STATED PROBLEM -
Please edit the items below by replacing "README quickstart" with "Usage guide" everywhere it occurs, and keep everything else unchanged.

(Collected data)
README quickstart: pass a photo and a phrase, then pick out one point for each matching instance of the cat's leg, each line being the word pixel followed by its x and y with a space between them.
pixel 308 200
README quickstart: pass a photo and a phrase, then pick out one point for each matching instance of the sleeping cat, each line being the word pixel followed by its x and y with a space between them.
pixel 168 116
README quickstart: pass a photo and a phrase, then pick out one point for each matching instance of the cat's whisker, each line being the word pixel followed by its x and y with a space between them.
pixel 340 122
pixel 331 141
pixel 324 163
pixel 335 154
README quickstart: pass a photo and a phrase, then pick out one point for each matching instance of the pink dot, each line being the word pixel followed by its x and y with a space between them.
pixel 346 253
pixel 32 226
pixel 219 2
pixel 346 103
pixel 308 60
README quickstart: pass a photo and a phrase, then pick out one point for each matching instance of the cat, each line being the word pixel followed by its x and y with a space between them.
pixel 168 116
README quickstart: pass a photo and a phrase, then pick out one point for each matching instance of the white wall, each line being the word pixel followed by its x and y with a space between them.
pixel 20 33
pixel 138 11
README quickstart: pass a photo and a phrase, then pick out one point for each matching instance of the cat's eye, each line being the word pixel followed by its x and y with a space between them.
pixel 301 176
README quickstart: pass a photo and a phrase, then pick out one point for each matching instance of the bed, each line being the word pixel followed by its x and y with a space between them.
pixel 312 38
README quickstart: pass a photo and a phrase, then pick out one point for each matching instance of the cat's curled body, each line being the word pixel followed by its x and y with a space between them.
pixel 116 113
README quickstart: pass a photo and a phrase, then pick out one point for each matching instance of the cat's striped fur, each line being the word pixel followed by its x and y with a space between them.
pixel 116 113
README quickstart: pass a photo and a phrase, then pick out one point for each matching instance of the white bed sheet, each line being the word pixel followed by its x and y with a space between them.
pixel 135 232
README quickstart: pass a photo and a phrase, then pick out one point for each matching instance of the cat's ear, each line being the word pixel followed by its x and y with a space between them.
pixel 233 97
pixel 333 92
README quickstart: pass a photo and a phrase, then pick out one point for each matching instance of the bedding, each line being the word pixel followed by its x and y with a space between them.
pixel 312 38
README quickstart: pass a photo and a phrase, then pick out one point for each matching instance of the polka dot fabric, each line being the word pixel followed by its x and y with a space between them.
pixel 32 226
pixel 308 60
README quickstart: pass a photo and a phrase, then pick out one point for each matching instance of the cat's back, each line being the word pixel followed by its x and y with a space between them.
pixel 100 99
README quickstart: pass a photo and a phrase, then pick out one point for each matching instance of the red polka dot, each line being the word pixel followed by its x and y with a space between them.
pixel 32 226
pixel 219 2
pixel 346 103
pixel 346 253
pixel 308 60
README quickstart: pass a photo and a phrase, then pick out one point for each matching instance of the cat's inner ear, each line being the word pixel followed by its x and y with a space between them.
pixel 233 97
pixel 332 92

RESULT FOR THIS TASK -
Usage guide: pass a photo and a phrase, then pick out one point for each matching instance of the cat's leg, each line being the word pixel followed by its x and y with a space between them.
pixel 308 200
Usage guide: pass a photo and a phrase, then pick out one point for each matching instance of the sleeping cat, each line being the word pixel followed by its x and y with a space between them.
pixel 168 116
Usage guide: pass a photo and a phrase, then pick out one point for each matching instance of the cat's whisker, each line being the word pixel followed by its x and y with a space between them.
pixel 340 122
pixel 331 141
pixel 324 163
pixel 335 154
Usage guide: pass a photo and a phrase, then pick out one point for each matching instance of the pink dot, each line being the word pixel followed by its x and y with a space between them.
pixel 346 253
pixel 32 226
pixel 219 2
pixel 346 103
pixel 308 60
Usage guide: pass a photo and a phrase, then pick out one point for each matching instance of the cat, each line being the word pixel followed by its x and y with a space between them.
pixel 168 116
Usage guide: pass a photo and a phrase, then pick out one point for each matching instance of the white wall, each line being the word pixel followed by its x and y with a space between them.
pixel 20 33
pixel 138 11
Usage guide: pass a photo and a phrase, then pick out one point for each matching instance of the cat's eye, each line being the word pixel followed by its x and y with a space between them.
pixel 301 176
Usage guide: pass a photo and a phrase, then pick out one point for each matching instance of the bed, each line being the word pixel followed by its x and y with a space between them.
pixel 312 38
Usage guide: pass a photo and a phrase, then pick out one point for each matching instance of the cat's curled body, each line being the word pixel followed by its x and y with a space between them.
pixel 116 113
Usage guide: pass a photo and a phrase, then pick out one point for each matching instance of the cat's striped fur, each line being the word pixel followed by its x and y with a space between them.
pixel 116 113
Usage guide: pass a photo and a phrase, then pick out one point for each matching instance of the white bed sheet, each line being the word pixel followed by its x and y with a space between them.
pixel 135 232
Usage guide: pass a photo and a phrase, then pick out one point for each matching instance of the cat's ear, each line being the word pixel followed by its x and y with a space between them.
pixel 233 97
pixel 333 92
Usage guide: pass a photo and a phrase, then pick out one point for each matching instance of the bedding, each line being the word pixel followed by its x and y with a space between them.
pixel 312 38
Usage guide: pass a photo and a phrase, then pick out one point for each matching instance of the polka dot fabric, each line being the word pixel followed by its x and y with a space between them.
pixel 32 226
pixel 308 60
Usage guide: pass a photo and a phrase, then pick out one point for each matching instance of the cat's back, each line being the word pixel followed by its x and y with a space between them.
pixel 100 99
Usage guide: pass a photo and a phrase, then pick out one point for each matching instance of the red polka dot, each line being the word pixel followed by its x and y with a space between them.
pixel 32 226
pixel 219 2
pixel 346 103
pixel 346 253
pixel 308 60
Usage guide: pass a photo and a phrase, then pick out one point for each matching instance of the cat's inner ear, each line being the word pixel followed by its x and y with a space between them.
pixel 233 97
pixel 332 92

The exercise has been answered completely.